Put the lines below into a JSON list of strings, one string per line, and leave out the blank lines.
··· Exercise materials ···
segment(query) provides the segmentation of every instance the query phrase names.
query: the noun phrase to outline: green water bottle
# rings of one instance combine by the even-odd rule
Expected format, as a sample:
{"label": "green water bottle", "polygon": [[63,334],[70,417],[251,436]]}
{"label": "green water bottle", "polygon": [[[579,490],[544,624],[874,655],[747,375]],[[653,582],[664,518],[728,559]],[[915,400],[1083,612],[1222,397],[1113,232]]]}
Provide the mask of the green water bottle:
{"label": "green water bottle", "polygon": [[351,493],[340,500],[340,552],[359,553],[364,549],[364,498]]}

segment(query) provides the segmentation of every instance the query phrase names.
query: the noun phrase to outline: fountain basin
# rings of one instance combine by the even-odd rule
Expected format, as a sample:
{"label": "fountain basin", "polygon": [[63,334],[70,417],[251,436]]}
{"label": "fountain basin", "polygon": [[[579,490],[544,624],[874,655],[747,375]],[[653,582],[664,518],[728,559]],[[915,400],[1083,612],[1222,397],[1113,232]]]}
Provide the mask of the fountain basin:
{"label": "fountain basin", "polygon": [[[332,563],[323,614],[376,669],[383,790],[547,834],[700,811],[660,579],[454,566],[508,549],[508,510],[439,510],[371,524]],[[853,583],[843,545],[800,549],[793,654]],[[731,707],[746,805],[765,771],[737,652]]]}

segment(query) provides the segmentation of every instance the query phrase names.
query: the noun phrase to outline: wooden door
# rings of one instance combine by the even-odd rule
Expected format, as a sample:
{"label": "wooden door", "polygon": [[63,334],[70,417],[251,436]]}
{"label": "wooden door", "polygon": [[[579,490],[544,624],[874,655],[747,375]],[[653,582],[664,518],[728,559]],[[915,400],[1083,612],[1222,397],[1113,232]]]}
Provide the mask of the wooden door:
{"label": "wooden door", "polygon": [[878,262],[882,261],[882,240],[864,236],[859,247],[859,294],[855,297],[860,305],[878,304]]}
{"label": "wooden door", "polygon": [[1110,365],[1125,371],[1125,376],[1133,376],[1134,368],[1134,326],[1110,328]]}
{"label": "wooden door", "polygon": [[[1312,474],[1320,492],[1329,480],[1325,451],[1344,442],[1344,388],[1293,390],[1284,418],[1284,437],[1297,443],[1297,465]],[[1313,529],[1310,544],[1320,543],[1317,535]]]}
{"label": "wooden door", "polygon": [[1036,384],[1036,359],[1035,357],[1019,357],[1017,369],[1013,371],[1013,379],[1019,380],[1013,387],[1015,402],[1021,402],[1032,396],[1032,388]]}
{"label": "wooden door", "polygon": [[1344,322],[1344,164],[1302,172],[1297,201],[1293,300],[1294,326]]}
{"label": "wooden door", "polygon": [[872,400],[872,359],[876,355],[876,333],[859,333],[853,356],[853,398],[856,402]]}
···
#### Answer to this exercise
[
  "segment(query) provides the segmentation of every instance the query phrase names.",
  "query: the noun phrase to outline: green water bottle",
  "# rings of one instance combine by the even-odd rule",
  "Expected format, as a sample:",
  "{\"label\": \"green water bottle\", \"polygon\": [[63,334],[70,417],[251,436]]}",
  "{\"label\": \"green water bottle\", \"polygon\": [[[579,490],[544,624],[874,655],[747,375]],[[653,582],[664,518],[728,559]],[[915,400],[1083,612],[1222,397],[1113,232]]]}",
  "Provide the mask of the green water bottle:",
  "{\"label\": \"green water bottle\", \"polygon\": [[351,493],[340,500],[340,552],[359,553],[364,549],[364,498]]}",
  "segment(query) provides the segmentation of every instance the query phrase names.",
  "query: the noun phrase to outline: fountain basin",
  "# rings of one instance combine by the even-odd rule",
  "Expected format, as a sample:",
  "{\"label\": \"fountain basin\", \"polygon\": [[63,334],[70,417],[251,436]]}",
  "{\"label\": \"fountain basin\", \"polygon\": [[[579,490],[544,624],[874,655],[747,375]],[[653,582],[664,518],[728,559]],[[915,400],[1083,612],[1222,397],[1113,232]]]}",
  "Provide the mask of the fountain basin:",
  "{\"label\": \"fountain basin\", \"polygon\": [[[332,563],[323,614],[376,669],[383,790],[547,834],[700,811],[660,579],[454,566],[508,549],[508,510],[439,510],[371,524]],[[853,583],[843,545],[800,549],[793,654]],[[731,707],[746,805],[765,771],[737,652]]]}",
  "segment(query) provides the segmentation of every instance the query phrase names.",
  "query: the noun phrase to outline: wooden door",
  "# rings of one instance combine by the even-odd rule",
  "Expected format, as a sample:",
  "{\"label\": \"wooden door\", \"polygon\": [[63,334],[70,417],[251,436]]}",
  "{\"label\": \"wooden door\", \"polygon\": [[[579,490],[544,624],[874,655],[747,375]],[[653,582],[664,518],[728,559]],[[915,400],[1083,612],[1222,397],[1113,232]]]}",
  "Provide the mask of the wooden door:",
  "{\"label\": \"wooden door\", \"polygon\": [[878,262],[882,261],[882,240],[864,236],[859,247],[859,294],[855,297],[860,305],[878,304]]}",
  "{\"label\": \"wooden door\", \"polygon\": [[1110,365],[1125,371],[1125,376],[1133,376],[1134,368],[1134,326],[1110,328]]}",
  "{\"label\": \"wooden door\", \"polygon\": [[[1312,474],[1320,492],[1329,480],[1325,451],[1344,442],[1344,388],[1293,390],[1284,418],[1284,437],[1297,443],[1297,465]],[[1313,529],[1310,544],[1320,543],[1317,535]]]}",
  "{\"label\": \"wooden door\", \"polygon\": [[1036,384],[1036,359],[1035,357],[1019,357],[1017,369],[1013,371],[1013,379],[1019,380],[1013,387],[1015,402],[1021,402],[1032,396],[1032,388]]}",
  "{\"label\": \"wooden door\", \"polygon\": [[1344,322],[1344,164],[1302,172],[1297,201],[1293,300],[1294,326]]}",
  "{\"label\": \"wooden door\", \"polygon\": [[872,400],[872,359],[876,355],[876,333],[859,333],[853,356],[853,398],[856,402]]}"
]